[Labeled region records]
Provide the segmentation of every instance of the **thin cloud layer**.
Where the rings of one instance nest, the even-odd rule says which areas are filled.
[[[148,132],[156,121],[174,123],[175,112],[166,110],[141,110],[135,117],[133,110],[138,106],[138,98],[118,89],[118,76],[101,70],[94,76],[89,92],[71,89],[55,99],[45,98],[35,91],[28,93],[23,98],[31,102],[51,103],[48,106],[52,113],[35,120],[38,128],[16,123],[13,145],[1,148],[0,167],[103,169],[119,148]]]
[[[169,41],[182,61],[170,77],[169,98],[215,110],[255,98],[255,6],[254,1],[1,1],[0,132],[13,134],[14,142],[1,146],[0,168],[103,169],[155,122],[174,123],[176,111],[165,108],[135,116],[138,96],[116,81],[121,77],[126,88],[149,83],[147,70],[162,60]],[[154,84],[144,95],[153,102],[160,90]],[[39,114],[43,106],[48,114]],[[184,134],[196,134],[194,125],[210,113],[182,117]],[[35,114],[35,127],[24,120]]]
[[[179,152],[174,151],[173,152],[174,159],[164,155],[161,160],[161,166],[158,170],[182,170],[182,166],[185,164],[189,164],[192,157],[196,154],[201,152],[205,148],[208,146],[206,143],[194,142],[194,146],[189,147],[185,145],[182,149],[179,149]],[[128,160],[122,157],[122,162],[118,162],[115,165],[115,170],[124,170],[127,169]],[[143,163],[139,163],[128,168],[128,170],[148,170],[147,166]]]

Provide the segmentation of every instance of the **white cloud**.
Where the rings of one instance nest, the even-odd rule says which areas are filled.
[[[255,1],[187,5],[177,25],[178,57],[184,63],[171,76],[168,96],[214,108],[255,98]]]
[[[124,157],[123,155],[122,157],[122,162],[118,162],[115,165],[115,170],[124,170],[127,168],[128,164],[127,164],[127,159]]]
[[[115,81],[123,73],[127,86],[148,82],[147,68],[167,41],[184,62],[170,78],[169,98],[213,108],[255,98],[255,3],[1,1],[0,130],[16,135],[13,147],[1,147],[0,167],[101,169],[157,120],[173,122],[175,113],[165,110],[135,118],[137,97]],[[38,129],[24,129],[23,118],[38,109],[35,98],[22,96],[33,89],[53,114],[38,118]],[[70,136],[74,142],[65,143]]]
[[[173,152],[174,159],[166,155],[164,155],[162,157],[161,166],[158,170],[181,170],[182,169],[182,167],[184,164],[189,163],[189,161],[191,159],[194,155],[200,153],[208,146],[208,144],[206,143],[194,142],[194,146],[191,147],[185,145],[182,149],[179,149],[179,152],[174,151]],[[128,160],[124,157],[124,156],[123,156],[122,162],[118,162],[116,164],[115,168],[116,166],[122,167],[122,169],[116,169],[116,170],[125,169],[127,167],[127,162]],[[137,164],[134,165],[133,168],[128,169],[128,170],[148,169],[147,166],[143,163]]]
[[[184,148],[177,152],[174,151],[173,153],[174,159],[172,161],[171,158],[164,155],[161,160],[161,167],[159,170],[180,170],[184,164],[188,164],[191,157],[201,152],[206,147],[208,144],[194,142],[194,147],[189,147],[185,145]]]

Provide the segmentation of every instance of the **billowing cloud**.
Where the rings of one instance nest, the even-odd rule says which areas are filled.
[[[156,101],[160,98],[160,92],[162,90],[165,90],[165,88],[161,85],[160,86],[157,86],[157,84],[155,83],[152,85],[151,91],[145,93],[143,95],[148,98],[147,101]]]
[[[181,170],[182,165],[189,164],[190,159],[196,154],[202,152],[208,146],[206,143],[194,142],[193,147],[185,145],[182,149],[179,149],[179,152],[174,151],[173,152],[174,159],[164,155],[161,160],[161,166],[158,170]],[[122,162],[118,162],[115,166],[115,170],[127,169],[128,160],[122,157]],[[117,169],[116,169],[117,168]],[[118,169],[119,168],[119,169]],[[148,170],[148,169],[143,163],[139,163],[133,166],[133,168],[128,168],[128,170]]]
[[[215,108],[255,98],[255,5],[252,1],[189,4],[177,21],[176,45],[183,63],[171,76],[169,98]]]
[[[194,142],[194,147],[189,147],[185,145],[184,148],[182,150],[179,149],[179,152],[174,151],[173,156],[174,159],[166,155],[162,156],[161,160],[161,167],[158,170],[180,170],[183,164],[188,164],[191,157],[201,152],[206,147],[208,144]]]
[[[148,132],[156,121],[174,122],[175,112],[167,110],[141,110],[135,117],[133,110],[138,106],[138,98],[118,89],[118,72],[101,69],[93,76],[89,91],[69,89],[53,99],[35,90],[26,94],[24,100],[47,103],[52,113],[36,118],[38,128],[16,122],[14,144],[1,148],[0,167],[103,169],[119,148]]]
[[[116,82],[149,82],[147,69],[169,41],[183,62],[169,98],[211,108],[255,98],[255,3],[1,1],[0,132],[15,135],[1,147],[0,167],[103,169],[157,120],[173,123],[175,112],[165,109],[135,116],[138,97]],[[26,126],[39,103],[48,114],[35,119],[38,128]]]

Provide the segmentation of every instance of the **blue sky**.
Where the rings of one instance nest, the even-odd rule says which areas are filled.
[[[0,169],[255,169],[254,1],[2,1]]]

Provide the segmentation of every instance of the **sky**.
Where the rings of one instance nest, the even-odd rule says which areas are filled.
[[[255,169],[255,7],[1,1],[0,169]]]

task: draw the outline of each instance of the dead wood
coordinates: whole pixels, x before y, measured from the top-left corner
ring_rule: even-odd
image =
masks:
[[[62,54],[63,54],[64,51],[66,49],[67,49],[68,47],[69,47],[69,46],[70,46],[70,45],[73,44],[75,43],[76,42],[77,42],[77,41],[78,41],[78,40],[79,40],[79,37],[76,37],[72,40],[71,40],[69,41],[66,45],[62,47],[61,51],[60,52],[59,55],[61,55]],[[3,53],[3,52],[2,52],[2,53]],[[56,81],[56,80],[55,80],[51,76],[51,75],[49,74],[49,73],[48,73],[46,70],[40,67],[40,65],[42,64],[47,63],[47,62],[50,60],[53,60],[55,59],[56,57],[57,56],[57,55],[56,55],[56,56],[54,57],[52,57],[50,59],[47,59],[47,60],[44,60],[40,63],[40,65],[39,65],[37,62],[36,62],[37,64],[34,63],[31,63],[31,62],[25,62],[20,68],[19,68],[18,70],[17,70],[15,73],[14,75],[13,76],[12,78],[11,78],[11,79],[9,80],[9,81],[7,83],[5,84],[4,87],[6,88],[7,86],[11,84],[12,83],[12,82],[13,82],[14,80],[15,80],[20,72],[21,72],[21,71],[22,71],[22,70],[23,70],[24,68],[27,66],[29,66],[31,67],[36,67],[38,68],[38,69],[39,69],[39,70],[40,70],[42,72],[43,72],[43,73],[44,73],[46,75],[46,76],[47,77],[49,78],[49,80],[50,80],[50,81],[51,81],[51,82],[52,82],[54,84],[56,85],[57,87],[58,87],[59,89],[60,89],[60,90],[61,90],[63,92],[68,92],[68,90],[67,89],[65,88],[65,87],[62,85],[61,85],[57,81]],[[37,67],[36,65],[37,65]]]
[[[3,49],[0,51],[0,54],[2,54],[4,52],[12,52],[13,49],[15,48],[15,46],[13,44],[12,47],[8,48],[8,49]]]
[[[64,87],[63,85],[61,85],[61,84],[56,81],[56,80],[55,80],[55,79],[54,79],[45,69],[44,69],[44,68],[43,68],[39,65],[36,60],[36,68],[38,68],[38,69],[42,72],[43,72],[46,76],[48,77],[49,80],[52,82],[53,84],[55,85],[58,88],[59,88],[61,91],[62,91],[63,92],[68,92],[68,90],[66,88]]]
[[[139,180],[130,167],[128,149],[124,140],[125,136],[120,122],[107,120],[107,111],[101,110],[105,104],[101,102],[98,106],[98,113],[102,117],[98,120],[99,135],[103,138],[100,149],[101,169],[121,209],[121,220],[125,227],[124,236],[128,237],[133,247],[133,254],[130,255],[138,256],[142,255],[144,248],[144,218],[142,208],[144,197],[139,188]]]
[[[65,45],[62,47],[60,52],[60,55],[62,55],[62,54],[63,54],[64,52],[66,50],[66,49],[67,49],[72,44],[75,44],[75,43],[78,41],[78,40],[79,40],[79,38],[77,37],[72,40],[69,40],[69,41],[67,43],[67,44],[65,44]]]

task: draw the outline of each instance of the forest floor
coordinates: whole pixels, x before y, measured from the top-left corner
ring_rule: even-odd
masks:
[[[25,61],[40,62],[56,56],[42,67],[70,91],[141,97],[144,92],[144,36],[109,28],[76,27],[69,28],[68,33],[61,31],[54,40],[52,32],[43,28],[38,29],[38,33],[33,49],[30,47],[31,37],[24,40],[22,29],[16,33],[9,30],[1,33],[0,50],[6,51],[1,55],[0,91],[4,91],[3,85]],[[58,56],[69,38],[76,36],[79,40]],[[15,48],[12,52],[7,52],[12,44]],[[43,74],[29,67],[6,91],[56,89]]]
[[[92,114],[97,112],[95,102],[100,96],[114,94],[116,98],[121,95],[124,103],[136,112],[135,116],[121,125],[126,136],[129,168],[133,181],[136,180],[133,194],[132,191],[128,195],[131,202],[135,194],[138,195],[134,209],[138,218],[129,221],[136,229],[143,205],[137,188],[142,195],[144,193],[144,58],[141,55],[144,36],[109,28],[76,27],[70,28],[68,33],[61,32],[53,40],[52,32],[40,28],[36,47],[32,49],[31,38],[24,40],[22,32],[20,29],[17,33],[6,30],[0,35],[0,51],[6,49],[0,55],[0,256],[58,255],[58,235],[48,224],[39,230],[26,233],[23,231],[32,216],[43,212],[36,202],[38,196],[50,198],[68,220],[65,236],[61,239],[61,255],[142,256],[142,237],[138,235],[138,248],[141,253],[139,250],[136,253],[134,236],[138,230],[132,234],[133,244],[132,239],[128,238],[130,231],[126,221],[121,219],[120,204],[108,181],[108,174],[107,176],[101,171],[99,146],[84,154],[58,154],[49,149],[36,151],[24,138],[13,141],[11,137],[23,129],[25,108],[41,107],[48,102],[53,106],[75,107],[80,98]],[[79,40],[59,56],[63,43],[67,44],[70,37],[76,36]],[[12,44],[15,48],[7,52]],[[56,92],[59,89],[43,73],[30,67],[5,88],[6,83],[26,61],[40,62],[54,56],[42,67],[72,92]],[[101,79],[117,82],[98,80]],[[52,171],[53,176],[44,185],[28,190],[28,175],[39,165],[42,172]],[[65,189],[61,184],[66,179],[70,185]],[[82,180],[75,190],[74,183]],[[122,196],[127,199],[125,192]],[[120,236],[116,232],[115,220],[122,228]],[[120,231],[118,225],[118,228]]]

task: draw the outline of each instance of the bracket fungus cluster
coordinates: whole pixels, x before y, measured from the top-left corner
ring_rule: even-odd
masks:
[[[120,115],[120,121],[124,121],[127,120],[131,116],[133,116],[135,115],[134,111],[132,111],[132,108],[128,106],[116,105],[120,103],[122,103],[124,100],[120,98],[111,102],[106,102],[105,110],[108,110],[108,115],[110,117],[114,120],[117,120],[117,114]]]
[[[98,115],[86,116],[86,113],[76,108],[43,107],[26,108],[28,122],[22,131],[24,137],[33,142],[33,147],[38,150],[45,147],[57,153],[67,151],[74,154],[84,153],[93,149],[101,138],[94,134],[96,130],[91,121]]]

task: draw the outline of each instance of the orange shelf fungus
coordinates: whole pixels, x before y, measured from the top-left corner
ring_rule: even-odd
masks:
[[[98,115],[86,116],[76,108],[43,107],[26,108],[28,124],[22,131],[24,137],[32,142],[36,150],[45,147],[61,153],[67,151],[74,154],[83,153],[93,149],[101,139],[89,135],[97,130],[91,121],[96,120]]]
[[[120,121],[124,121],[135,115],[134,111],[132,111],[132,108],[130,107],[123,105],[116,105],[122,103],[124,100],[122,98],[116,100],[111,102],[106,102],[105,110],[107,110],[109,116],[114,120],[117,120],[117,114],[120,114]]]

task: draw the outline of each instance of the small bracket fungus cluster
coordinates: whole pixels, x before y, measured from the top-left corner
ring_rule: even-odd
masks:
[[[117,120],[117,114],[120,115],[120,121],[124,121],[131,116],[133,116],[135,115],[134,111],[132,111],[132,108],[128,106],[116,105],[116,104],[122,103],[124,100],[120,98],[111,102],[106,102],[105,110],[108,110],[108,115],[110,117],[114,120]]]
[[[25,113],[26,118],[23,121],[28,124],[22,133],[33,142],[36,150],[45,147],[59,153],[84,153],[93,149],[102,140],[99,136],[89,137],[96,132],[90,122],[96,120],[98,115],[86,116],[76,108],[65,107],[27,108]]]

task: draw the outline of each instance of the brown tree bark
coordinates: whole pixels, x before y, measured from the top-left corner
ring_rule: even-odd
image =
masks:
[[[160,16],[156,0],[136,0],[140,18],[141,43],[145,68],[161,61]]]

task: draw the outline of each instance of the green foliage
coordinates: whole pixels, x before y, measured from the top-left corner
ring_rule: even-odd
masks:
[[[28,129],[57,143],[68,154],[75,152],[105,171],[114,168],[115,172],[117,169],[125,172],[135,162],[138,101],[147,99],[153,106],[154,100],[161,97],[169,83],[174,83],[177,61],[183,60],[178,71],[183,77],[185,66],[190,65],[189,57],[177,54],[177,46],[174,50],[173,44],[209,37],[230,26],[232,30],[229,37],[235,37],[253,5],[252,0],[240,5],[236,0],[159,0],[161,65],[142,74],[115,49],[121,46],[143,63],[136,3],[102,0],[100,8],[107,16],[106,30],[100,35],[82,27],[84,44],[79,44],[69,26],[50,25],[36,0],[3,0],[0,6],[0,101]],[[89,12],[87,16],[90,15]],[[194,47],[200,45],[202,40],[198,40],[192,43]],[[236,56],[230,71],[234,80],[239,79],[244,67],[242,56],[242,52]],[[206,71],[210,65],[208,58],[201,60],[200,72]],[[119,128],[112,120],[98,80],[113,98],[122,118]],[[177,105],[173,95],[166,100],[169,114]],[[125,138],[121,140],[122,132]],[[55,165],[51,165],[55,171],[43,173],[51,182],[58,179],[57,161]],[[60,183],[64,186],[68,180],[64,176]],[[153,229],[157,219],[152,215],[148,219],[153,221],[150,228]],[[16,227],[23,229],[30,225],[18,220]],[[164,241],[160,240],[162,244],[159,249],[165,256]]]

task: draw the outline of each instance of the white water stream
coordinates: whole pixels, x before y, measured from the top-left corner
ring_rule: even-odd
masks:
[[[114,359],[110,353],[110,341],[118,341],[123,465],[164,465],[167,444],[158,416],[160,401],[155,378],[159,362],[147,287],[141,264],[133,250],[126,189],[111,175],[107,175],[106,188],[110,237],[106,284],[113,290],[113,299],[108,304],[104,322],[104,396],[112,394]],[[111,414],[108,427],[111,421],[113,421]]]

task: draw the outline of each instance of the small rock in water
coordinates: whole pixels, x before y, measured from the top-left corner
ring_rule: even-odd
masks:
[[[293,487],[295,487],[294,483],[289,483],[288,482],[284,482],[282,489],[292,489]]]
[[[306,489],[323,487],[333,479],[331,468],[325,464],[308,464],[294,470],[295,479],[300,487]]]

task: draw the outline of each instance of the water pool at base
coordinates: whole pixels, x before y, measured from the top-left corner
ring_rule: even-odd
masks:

> **Stated task**: Give back, exactly as written, the lines from the one with "task: draw the outline of each instance of the white" to the last line.

> **Solution to this problem**:
task: draw the outline of each instance of the white water stream
coordinates: whole pixels, x before y, measured from the top-left corner
ring_rule: even-odd
masks:
[[[114,359],[110,353],[110,341],[118,341],[123,465],[164,465],[167,444],[158,416],[160,401],[155,378],[159,362],[147,287],[141,264],[133,250],[126,189],[111,175],[107,175],[106,188],[110,237],[106,284],[113,290],[113,299],[108,304],[104,322],[104,396],[112,394]],[[111,414],[108,427],[111,421],[113,421]]]

task: draw the outline of each instance of the small rock in water
coordinates: whole pixels, x before y, measured from the top-left corner
ring_rule: even-odd
masks:
[[[293,487],[295,487],[294,483],[289,483],[288,482],[284,482],[282,489],[292,489]]]
[[[306,489],[323,487],[333,479],[331,468],[325,464],[308,464],[294,470],[295,479],[300,487]]]

task: draw the outline of each instance of the water pool at base
coordinates: whole pixels, x before y, measured from the top-left corner
ring_rule: even-odd
masks:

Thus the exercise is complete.